What to produce:
Up to and including the line with "Target: sunset sky", please reproduce the lines below exactly, beginning with the first.

Point-per-instance localization data:
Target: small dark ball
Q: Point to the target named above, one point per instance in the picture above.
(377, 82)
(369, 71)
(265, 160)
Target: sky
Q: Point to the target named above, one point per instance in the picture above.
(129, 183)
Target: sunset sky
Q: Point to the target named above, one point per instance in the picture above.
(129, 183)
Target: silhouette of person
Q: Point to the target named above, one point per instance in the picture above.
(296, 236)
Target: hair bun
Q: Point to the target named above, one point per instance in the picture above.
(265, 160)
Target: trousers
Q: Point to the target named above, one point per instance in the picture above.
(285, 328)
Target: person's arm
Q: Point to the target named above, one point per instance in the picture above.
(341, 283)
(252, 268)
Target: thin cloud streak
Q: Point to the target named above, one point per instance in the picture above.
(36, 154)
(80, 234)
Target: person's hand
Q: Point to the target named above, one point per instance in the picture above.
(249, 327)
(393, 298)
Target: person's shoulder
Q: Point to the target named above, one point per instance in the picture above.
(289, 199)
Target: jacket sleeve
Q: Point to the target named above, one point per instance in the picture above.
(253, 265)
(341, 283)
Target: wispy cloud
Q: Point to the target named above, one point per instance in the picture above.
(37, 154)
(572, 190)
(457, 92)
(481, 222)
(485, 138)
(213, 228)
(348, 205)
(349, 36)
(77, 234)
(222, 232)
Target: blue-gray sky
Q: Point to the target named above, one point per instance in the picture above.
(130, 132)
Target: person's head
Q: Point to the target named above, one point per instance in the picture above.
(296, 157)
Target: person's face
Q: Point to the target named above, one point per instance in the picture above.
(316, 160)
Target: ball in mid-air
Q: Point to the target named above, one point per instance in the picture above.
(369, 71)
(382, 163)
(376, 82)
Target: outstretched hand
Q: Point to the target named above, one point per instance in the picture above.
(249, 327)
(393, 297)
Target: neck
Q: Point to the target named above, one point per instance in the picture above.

Expected answer:
Target: small dark ball
Q: Point to the target named above, one point per instance in the picture above.
(377, 82)
(369, 71)
(265, 160)
Target: sky
Q: Point to the target named above, one point per instance in the picture above.
(129, 183)
Target: sunset sky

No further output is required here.